» **SET EXERCISE**
Swap "situated" for "located" throughout the lines below, and write them out again with nothing else changed.

» **EXERCISE DATA**
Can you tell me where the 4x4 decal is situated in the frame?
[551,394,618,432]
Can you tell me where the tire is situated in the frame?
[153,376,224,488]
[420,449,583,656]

» **SOLUTION TO THE EXERCISE**
Can you tell me where the 4x4 decal is located in the frame?
[551,394,618,432]
Can you tell me where the tire is located in the frame?
[153,376,224,488]
[420,449,583,656]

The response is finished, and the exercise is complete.